REQUIREMENTS
Reproduce the items verbatim, from their first line through the line that contains "[0,0,1204,417]", including both of those lines.

RAW DATA
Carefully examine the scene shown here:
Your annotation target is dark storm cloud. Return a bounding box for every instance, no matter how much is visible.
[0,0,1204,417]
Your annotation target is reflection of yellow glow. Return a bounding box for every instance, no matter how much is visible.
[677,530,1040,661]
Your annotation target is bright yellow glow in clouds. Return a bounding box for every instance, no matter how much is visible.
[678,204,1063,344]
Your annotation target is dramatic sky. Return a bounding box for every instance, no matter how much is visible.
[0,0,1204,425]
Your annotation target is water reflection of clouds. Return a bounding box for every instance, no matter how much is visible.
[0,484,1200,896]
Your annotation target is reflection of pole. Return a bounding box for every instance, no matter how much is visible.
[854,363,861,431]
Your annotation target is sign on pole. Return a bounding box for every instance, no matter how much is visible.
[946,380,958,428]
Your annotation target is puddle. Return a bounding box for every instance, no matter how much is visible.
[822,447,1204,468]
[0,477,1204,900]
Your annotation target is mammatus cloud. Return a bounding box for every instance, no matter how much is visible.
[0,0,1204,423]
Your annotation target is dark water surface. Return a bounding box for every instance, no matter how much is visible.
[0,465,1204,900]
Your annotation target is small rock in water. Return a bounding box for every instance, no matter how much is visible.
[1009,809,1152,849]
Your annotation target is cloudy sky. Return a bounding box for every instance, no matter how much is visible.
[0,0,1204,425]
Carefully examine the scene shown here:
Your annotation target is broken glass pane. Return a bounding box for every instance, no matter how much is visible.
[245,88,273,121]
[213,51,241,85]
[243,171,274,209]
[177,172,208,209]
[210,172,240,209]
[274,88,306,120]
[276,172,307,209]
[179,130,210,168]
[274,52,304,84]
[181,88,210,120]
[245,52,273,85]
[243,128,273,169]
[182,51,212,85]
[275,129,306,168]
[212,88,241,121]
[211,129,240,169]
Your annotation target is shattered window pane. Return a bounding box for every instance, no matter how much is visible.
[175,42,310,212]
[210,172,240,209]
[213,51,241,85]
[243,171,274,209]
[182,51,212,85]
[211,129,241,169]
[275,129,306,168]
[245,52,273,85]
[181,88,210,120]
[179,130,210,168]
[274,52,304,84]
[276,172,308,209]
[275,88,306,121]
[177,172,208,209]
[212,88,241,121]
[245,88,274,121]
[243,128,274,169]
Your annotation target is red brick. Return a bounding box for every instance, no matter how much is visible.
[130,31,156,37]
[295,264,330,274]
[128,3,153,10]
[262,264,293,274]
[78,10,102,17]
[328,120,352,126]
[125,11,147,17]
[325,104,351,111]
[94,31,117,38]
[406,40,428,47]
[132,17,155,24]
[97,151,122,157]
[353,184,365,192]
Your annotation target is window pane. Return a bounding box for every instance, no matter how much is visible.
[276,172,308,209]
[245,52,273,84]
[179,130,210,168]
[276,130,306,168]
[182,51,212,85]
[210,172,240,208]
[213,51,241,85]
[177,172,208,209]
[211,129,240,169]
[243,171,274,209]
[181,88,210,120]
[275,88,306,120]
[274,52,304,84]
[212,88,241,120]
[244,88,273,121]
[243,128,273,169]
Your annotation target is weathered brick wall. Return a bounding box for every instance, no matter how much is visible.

EXERCISE ANSWER
Carefully examine the scene shown here:
Your annotation target is dark storm cloud. Return a bounding box for every instance, no matter how much is visible.
[0,0,1204,417]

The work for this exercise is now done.